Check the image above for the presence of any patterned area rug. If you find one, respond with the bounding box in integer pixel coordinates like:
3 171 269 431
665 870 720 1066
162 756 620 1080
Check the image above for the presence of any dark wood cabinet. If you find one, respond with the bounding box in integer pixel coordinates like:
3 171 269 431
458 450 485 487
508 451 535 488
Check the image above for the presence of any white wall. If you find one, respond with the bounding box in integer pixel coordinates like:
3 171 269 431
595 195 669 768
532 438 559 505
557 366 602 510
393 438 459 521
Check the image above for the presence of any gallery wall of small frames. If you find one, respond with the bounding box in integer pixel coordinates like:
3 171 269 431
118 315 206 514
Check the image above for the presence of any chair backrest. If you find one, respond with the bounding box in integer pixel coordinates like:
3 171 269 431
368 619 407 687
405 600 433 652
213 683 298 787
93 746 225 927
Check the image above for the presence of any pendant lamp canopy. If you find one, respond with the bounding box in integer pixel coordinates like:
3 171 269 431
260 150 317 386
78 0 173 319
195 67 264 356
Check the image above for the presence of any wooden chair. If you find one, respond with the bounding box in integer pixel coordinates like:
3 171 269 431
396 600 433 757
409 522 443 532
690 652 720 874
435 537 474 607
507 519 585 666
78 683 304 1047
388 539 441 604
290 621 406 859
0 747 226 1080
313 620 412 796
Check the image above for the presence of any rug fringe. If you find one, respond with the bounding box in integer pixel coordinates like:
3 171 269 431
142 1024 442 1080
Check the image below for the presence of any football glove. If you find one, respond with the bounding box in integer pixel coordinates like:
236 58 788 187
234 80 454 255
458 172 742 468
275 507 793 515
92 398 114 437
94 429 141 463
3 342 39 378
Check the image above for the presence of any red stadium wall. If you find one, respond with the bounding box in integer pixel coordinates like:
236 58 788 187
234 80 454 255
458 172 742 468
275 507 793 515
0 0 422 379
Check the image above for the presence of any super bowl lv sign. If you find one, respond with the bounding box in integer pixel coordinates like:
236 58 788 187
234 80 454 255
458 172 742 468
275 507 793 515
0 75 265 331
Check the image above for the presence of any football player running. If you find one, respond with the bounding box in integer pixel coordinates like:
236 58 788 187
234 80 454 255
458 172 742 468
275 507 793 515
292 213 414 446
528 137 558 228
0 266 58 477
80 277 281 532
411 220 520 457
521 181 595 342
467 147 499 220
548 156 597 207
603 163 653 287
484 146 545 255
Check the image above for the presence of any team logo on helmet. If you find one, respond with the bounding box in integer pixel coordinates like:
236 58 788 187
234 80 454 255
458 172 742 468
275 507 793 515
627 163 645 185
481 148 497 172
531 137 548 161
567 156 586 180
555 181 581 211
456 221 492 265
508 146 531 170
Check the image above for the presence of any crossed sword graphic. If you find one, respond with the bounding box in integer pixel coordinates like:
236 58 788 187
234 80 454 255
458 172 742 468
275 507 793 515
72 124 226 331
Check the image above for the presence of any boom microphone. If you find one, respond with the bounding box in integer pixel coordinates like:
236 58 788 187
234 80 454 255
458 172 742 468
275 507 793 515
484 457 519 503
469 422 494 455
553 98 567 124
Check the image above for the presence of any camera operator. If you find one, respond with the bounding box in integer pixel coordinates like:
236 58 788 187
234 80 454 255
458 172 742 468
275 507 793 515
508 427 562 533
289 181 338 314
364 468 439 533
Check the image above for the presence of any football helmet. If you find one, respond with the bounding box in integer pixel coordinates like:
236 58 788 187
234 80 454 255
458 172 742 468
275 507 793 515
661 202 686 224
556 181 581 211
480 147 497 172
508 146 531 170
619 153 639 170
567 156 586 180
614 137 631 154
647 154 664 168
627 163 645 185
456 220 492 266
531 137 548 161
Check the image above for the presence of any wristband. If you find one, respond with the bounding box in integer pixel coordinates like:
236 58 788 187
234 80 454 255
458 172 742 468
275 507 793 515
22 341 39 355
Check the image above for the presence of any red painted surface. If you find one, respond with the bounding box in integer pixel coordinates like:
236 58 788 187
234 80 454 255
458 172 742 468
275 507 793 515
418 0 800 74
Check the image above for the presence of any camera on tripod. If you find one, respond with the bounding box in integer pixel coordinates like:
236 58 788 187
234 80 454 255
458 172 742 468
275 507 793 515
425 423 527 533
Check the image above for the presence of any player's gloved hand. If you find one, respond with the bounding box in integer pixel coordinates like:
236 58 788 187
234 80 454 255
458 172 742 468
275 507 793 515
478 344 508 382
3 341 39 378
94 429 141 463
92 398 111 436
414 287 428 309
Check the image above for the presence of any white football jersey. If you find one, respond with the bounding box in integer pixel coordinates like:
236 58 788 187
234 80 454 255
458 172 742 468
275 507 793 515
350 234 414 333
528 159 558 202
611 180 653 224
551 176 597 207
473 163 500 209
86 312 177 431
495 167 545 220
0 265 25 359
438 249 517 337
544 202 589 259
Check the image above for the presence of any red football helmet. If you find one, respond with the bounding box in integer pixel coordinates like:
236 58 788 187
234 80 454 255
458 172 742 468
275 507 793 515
--------
WHAT THE TASK ASKS: Copy out every row above again, putting "enclosing box" in place of "bounding box" each time it occurs and keeping everything else the same.

EXERCISE ANSWER:
Check the image above for the presence of any patterned area rug. If you find one, respond with the enclosing box in integer pixel coordinates like:
3 171 269 431
665 870 720 1066
162 756 620 1080
Check the image above for the presence of any dark wood cabinet. If you find one, respond with the enclosing box in integer pixel coordinates like:
3 171 269 431
458 450 485 487
508 451 535 488
Check the image above for the presence of any white wall. If you find one, respond with the enclosing box in integer pixel coordinates like:
3 171 269 431
595 195 669 768
532 438 559 505
557 366 602 510
393 438 459 521
Check the image above for the presence of any gallery wall of small frames. If you find one, respond with the enclosing box in integer pixel coordinates like:
3 171 269 431
118 315 206 514
Check the image above for the presence of any chair backrest. If you find one, respond with the enclosing box in integer pixel coordinates like:
3 171 269 431
368 619 407 687
405 600 433 652
213 683 298 787
93 746 225 927
Check the image above for the presence of any pendant lamp canopy. If you find one, respond with the enclosing box in integer pixel coordinates like:
3 171 269 431
260 150 317 386
78 0 173 319
195 67 264 356
Check the image above for the presence of any wooden chair. If you find one, respond with the enclosing box in integer pixel coordinates like:
3 171 269 431
396 600 433 757
409 522 443 532
690 652 720 874
435 537 474 607
507 519 585 666
78 683 304 1047
388 539 441 604
290 621 406 859
0 747 226 1080
313 620 412 796
Check the image above for the presence of any rug fringe. If you find one, respond with the enclosing box in integer pixel coordinates like:
3 171 269 431
142 1024 442 1080
Check the image below for the presence of any football glove. If you find one, respond with the enclosing box in integer pixel coordinates like:
236 58 788 187
234 80 454 255
458 172 742 468
275 507 793 515
92 398 114 437
94 429 141 463
3 342 39 378
Check the image above for the presence of any red stadium wall. If you find one, respond with the enclosing box in integer pixel coordinates like:
236 58 788 187
234 80 454 255
458 172 742 468
275 507 793 515
0 0 422 379
Check the image above for the presence of any super bowl lv sign. If you find one, respond with the enclosing box in integer pixel coordinates like:
236 58 788 187
234 80 454 255
458 172 742 468
275 507 793 515
0 75 265 331
Check the image above for the presence of any football player running. If you find one, respond with the enclosing box in integer pixel coordinates like:
236 58 788 187
234 80 454 255
458 172 742 468
275 507 793 515
292 213 414 446
528 137 558 228
0 266 58 477
80 277 281 532
411 220 520 457
521 181 595 342
467 147 499 220
548 156 597 207
603 163 653 287
484 146 545 255
Check the image above for the presence of any team logo on helmet. If you find one, respond with the enclosing box in integer pixel coordinates like:
236 58 788 187
234 80 454 255
458 172 742 468
275 507 793 515
627 163 645 185
481 148 497 172
531 137 548 161
567 156 586 180
555 181 581 211
456 221 492 265
508 146 531 170
Check the image above for the presence of any crossed sword graphic. If you find one, respond with the enclosing box in integer pixel coordinates like:
236 58 788 187
234 80 454 255
458 172 742 468
275 507 793 515
72 124 226 331
Check the image above for the presence of any boom microphone. If you find one, respond with the enclosing box in integer pixel coordinates like:
236 58 788 187
234 80 454 255
458 172 742 468
275 507 793 515
484 457 519 503
469 422 494 455
553 98 567 124
Check the image above for the presence of any camera operator. If you find one, respond with the enclosing box in integer pixel coordinates like:
236 58 788 187
234 80 454 255
458 172 742 468
275 507 793 515
508 427 562 533
289 181 338 314
364 468 439 533
Check the image above for the presence of any football helmet. If you find one, respond with the enclosing box in integer pixel coordinates like:
236 58 788 187
234 80 454 255
458 172 742 468
275 507 793 515
661 202 686 224
556 181 581 211
480 147 497 172
508 146 531 170
619 153 639 170
567 156 586 180
614 137 631 154
647 154 664 168
627 163 645 185
456 220 492 266
531 137 548 161
Check the image above for the presence of any wristband. If you find one, respond with the enclosing box in integer pixel coordinates like:
236 58 788 187
234 80 454 255
458 172 742 468
275 507 793 515
22 341 39 355
Check the image above for the presence of any red painted surface. If you find one, respond with the enclosing box in integer pixel coordinates like:
236 58 788 187
234 80 454 255
458 172 742 468
275 507 793 515
418 0 800 74
Check the image above for the presence of any camera on tripod. If you find one, respond with the enclosing box in integer pixel coordinates like:
236 58 788 187
234 80 454 255
458 172 742 468
275 507 793 515
425 423 527 533
Check the image above for the presence of any player's gloved hand. If you find one, respond with the enclosing box in integer pixel coordinates like:
236 58 788 187
234 80 454 255
458 172 742 468
275 507 793 515
478 344 508 382
3 341 39 378
94 429 141 463
92 398 111 436
414 287 428 309
Check the image above for the presence of any white football jersey. If you find one, respond with the enclosing box in integer pixel coordinates like:
236 58 788 187
234 80 454 255
458 172 742 468
275 507 793 515
350 234 414 333
528 159 558 202
611 180 653 224
551 176 597 207
473 163 500 209
86 312 177 431
495 167 545 220
0 265 25 359
438 249 517 337
544 202 589 259
Check the image above for the presence of any red football helmet. If you find one, respond with the enclosing box in integer pixel coordinates like:
236 58 788 187
234 80 454 255
458 172 742 468
275 507 793 515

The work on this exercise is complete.